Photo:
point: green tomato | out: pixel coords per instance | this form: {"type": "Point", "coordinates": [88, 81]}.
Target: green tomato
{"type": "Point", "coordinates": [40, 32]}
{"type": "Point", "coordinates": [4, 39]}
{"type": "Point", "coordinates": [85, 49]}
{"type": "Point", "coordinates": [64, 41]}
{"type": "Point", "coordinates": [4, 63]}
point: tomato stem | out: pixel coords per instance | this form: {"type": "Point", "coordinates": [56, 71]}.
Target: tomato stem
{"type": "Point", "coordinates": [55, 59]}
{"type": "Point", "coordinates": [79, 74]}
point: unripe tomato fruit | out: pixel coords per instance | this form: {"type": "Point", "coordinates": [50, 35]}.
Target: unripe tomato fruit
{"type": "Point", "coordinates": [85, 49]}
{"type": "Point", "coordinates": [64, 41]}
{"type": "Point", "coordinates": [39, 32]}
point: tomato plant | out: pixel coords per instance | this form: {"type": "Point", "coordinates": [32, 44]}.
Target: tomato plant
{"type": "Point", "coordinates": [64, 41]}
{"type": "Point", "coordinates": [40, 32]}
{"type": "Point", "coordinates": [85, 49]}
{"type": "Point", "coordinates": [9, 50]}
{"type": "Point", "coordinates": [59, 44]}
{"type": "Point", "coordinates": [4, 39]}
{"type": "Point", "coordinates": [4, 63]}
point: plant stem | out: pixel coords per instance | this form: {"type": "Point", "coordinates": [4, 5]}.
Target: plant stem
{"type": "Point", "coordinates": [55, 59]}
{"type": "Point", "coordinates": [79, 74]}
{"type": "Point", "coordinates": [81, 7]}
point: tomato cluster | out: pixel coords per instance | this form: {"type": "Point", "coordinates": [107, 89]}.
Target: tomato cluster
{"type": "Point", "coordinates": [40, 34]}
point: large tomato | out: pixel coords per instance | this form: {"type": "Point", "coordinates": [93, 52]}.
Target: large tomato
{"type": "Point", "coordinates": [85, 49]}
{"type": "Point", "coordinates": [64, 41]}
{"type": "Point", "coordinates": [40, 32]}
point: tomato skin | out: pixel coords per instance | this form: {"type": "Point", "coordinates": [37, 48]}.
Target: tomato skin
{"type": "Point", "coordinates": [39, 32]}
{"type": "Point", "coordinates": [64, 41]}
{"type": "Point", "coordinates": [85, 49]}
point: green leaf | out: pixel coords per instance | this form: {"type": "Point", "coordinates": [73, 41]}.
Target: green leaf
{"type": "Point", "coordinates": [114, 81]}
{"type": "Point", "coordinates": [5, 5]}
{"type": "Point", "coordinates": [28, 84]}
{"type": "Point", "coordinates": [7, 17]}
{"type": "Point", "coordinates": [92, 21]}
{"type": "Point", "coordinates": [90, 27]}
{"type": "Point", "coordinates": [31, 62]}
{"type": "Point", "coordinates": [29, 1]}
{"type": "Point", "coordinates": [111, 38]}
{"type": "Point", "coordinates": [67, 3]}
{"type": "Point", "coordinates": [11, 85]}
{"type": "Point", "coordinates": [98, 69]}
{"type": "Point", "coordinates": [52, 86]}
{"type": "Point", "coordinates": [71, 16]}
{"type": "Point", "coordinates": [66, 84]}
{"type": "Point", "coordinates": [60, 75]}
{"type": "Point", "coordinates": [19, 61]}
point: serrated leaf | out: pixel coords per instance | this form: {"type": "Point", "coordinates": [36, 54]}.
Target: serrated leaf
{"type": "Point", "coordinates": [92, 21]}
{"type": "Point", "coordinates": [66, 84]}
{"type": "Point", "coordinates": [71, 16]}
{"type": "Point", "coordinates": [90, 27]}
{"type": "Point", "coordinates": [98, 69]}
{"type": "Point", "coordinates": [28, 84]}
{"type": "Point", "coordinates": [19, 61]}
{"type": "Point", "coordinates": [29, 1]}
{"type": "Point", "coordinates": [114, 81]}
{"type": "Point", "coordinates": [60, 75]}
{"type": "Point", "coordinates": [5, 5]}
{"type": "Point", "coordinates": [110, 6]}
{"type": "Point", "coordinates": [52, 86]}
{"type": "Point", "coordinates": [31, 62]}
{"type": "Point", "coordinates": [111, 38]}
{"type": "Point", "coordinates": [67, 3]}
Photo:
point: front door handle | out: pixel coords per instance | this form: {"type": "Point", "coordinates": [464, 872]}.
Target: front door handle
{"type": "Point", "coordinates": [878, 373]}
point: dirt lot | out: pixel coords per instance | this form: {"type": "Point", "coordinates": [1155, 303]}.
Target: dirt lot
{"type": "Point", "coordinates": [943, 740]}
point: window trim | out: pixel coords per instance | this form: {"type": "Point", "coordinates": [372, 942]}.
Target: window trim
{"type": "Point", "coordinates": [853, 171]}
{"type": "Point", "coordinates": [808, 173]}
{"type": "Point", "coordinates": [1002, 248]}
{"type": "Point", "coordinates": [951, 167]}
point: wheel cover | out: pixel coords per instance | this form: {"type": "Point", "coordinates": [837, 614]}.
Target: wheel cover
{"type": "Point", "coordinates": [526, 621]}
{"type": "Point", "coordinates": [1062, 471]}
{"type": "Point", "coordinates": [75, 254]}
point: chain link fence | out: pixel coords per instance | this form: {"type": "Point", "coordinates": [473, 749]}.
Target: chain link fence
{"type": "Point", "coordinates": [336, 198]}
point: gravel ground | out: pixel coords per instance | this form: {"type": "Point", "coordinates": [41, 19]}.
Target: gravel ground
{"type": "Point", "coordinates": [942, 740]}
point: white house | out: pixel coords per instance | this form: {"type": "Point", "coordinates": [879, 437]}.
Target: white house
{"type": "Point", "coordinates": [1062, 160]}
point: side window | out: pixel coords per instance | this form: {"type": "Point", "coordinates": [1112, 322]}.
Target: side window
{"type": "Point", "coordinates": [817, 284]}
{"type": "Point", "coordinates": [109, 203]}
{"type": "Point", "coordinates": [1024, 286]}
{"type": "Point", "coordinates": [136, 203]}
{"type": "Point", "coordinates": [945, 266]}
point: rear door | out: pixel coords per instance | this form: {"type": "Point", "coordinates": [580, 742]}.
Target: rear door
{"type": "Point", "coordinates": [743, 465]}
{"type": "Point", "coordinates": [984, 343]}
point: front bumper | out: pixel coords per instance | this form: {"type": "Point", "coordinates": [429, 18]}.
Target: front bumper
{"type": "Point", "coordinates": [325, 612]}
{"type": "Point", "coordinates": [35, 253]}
==
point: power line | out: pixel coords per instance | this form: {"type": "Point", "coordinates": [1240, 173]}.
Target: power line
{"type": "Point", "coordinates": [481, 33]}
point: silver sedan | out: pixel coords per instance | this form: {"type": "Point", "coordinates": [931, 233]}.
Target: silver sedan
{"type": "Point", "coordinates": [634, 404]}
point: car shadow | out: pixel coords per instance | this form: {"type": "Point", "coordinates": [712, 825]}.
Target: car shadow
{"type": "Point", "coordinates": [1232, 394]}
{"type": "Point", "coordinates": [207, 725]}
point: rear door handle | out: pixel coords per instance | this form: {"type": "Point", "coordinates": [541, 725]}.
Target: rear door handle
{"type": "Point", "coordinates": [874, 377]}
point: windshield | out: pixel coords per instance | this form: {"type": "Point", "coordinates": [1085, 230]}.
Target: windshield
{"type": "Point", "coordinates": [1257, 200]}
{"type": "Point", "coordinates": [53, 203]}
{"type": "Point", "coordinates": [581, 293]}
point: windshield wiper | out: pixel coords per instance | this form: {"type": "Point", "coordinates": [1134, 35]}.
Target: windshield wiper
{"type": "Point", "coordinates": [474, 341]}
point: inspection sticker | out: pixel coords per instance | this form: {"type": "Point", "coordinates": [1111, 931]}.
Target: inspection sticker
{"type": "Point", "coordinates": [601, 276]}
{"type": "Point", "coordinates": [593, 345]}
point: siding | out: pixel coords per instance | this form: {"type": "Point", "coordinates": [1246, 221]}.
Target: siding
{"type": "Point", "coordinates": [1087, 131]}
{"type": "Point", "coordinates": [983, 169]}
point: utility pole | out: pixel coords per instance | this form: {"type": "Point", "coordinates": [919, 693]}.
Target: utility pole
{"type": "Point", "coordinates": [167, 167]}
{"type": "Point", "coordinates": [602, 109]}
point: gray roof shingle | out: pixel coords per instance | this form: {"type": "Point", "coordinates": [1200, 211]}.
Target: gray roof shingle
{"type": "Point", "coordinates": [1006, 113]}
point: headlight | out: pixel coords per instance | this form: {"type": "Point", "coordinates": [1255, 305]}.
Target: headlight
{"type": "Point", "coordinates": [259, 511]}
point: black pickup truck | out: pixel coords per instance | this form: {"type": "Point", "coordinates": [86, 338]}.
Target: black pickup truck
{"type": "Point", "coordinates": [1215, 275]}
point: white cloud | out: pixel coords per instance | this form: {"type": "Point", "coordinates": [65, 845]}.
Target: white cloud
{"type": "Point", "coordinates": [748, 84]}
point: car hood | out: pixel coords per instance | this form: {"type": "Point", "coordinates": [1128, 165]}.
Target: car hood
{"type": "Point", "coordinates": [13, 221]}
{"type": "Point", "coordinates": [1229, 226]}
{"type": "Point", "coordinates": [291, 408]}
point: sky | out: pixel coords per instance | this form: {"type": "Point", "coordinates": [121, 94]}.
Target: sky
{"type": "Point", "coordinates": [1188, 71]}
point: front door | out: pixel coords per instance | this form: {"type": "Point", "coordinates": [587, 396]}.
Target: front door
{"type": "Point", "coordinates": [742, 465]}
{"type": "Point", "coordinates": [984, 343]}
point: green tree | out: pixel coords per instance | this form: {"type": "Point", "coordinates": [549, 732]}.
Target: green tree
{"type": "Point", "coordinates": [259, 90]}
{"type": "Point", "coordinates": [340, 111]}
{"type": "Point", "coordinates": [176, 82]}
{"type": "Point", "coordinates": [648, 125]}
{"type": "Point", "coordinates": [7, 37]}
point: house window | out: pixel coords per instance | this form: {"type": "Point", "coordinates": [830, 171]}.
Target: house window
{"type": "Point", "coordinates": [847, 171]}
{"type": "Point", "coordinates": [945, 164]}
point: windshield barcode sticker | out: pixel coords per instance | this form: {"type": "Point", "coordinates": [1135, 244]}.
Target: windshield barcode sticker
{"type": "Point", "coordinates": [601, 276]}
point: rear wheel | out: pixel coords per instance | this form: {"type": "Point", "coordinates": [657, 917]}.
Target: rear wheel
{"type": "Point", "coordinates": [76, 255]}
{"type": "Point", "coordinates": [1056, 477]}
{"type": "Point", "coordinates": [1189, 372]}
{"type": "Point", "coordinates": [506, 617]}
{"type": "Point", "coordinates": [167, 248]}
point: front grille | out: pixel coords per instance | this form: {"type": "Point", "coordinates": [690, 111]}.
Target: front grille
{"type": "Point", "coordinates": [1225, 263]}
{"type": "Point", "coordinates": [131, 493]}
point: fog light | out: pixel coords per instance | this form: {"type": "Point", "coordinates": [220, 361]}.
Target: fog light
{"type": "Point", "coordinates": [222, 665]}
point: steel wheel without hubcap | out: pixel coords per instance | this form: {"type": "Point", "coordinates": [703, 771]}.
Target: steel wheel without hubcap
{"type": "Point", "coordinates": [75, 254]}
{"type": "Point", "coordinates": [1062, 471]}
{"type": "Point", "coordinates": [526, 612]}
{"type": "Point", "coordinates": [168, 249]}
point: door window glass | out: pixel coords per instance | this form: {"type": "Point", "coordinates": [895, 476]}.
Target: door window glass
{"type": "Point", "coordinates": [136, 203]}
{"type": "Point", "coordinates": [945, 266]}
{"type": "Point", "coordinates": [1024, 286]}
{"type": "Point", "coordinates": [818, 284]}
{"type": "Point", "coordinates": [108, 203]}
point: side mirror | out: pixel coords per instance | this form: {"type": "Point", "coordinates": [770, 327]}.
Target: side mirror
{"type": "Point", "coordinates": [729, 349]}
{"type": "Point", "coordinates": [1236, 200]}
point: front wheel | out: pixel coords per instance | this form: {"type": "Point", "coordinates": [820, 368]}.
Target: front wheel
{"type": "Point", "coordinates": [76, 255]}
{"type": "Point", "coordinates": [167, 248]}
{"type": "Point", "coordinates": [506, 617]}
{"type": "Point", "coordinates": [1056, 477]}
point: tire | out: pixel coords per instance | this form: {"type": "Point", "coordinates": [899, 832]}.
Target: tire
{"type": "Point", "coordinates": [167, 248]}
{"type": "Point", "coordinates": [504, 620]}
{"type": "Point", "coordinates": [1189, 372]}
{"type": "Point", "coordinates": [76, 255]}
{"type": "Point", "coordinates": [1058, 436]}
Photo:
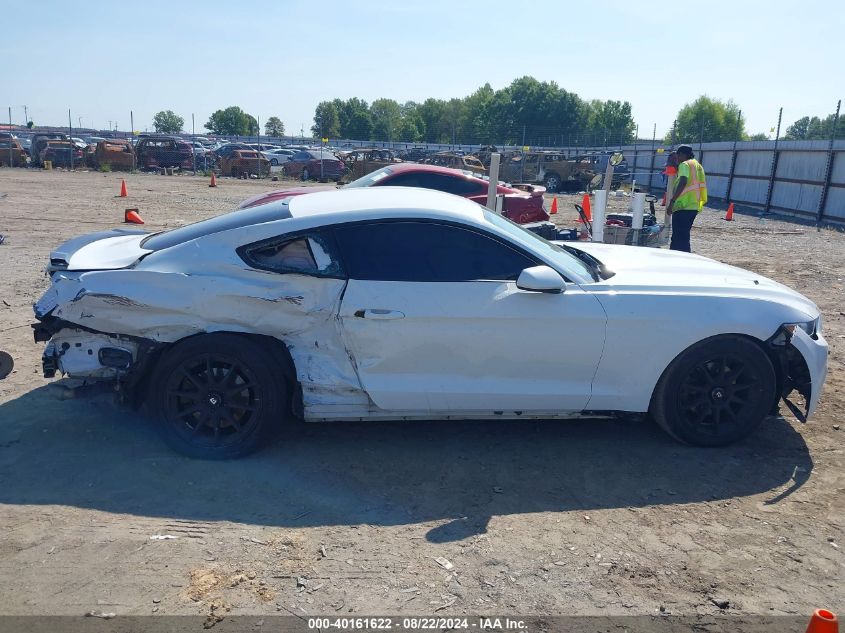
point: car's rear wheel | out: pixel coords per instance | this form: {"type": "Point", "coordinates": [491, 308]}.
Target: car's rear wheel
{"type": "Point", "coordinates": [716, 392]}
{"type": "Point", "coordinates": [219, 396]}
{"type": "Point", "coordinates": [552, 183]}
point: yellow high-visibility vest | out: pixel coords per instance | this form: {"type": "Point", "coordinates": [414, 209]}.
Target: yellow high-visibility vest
---
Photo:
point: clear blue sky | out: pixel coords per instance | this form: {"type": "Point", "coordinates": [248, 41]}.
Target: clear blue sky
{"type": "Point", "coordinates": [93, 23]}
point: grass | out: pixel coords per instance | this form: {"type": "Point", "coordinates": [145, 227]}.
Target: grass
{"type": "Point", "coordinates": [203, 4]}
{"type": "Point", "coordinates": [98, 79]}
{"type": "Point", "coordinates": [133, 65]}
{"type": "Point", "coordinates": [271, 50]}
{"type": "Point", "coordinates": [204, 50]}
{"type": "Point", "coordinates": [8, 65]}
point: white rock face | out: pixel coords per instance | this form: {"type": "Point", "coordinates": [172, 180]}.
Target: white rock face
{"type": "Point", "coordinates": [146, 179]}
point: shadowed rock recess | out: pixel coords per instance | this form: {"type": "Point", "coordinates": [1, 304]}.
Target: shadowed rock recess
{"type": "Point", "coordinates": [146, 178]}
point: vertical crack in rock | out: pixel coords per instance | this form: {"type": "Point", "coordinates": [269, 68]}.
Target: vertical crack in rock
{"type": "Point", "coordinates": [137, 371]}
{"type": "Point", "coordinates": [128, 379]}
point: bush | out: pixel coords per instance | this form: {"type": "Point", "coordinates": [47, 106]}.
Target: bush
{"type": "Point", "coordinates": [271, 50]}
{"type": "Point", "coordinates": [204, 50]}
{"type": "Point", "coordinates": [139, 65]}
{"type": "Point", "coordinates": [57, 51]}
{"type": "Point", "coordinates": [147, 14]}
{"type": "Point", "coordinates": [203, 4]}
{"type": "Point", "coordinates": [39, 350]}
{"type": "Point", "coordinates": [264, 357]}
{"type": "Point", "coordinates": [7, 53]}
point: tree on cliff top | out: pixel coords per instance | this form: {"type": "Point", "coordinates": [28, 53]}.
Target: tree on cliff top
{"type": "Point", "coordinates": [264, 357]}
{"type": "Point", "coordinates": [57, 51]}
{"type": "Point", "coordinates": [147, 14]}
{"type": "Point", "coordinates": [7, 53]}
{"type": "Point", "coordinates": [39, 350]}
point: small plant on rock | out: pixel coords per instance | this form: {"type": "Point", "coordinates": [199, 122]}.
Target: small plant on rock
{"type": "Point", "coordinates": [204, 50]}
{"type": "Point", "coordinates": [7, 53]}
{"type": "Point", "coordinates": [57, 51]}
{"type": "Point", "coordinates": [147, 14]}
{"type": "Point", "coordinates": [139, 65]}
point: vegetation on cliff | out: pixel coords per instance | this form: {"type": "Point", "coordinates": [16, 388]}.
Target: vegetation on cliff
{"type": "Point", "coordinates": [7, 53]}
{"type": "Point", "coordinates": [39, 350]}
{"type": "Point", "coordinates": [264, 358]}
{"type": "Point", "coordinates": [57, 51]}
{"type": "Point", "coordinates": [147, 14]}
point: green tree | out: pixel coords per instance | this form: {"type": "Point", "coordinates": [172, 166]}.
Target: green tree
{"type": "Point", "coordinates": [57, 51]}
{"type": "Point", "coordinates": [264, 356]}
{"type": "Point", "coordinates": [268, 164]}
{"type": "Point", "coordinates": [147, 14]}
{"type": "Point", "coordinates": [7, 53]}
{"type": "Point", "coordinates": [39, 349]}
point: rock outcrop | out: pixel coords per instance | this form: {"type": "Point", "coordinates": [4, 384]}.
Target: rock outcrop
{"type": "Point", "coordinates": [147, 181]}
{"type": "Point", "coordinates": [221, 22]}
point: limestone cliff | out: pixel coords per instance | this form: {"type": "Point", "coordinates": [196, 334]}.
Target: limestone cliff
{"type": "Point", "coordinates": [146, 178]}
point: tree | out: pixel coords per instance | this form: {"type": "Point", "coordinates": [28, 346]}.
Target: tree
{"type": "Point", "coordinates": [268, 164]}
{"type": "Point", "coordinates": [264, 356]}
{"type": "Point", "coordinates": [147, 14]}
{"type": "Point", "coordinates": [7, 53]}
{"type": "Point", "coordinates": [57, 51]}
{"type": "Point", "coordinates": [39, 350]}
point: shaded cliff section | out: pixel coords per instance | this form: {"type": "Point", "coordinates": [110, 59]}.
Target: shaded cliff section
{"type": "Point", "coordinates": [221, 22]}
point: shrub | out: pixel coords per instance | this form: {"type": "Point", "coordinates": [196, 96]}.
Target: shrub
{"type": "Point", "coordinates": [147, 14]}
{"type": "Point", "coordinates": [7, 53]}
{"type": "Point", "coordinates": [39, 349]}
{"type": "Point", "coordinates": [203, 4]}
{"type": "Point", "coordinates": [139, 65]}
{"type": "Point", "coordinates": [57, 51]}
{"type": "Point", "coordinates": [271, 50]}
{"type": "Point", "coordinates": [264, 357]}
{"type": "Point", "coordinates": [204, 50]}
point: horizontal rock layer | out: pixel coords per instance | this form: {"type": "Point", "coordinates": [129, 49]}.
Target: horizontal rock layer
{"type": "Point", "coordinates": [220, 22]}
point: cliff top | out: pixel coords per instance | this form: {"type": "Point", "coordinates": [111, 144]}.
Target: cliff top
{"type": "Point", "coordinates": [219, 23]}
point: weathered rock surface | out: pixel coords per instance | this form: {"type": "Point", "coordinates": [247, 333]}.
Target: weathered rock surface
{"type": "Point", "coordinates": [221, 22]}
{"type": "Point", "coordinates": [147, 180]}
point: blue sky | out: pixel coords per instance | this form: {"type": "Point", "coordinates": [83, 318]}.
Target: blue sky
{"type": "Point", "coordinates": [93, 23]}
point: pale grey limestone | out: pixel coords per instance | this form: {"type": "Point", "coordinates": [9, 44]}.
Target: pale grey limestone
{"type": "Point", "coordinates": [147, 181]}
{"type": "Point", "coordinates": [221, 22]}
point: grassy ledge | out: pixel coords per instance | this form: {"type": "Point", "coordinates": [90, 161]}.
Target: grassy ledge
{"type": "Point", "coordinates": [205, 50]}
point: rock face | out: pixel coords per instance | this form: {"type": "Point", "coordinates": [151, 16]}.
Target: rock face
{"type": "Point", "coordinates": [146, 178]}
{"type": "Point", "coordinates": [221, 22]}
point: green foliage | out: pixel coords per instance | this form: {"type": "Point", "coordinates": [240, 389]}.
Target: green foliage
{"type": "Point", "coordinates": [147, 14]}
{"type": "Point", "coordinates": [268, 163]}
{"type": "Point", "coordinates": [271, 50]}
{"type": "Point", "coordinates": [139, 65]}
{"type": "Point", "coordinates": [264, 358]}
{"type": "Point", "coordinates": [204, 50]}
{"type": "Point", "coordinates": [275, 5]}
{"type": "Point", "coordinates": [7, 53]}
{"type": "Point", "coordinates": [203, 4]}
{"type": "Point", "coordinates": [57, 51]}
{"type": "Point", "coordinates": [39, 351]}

Task requirements
Select each line above that contains the string "foliage", treating uppercase and lowercase letters as different.

Written answer
point: green foliage | out: pixel coords per instance | this form: {"type": "Point", "coordinates": [240, 389]}.
Target: green foliage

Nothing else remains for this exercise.